Data for this task:
- - - - - - -

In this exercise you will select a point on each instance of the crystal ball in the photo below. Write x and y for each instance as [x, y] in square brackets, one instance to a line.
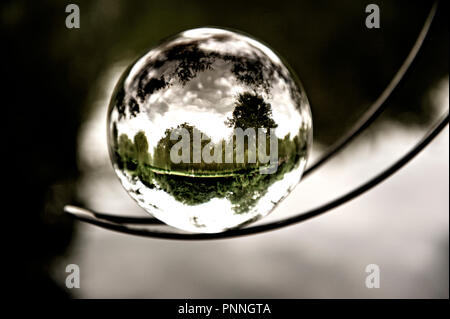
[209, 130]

- - - - - - -

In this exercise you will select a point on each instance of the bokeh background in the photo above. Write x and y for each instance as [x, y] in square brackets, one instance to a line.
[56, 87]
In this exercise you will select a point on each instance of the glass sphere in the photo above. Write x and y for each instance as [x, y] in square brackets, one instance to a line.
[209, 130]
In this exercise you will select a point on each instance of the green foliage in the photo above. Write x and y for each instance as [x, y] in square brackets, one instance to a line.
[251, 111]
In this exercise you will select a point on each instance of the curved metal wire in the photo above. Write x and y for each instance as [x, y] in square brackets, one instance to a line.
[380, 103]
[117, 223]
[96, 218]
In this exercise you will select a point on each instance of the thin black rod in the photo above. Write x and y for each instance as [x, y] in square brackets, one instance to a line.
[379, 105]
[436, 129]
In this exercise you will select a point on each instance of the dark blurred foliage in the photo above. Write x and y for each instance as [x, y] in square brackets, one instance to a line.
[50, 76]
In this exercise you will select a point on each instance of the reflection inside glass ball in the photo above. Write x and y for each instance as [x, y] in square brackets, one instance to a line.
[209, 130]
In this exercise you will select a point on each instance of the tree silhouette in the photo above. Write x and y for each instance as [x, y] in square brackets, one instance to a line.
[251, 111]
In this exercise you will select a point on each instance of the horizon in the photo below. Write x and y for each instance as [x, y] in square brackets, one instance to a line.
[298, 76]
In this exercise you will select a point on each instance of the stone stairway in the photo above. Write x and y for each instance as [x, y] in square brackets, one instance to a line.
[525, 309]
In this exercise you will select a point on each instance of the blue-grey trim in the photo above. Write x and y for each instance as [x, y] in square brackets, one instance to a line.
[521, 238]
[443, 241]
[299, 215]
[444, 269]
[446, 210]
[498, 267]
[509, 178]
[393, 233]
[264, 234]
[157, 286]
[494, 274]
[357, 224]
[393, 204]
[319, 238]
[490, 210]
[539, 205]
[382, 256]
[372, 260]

- - - - - - -

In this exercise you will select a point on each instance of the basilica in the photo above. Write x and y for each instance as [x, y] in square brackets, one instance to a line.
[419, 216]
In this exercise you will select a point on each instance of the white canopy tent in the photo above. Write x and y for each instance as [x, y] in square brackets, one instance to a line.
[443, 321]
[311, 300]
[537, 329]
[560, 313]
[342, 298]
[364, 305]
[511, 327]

- - - - - - -

What the exercise asks:
From the material above, pick out every line that contains the word "ball" and copy each one in full.

Full answer:
In this exercise you will select a point on each instance of the crystal ball in the photo below. Write x and y for each instance as [x, y] in square brackets, one instance to a line.
In this exercise you will select a point on each instance of the reflection inside glass ball in the photo above. Write x and y for each instance as [x, y] in square brackets, one instance to a line.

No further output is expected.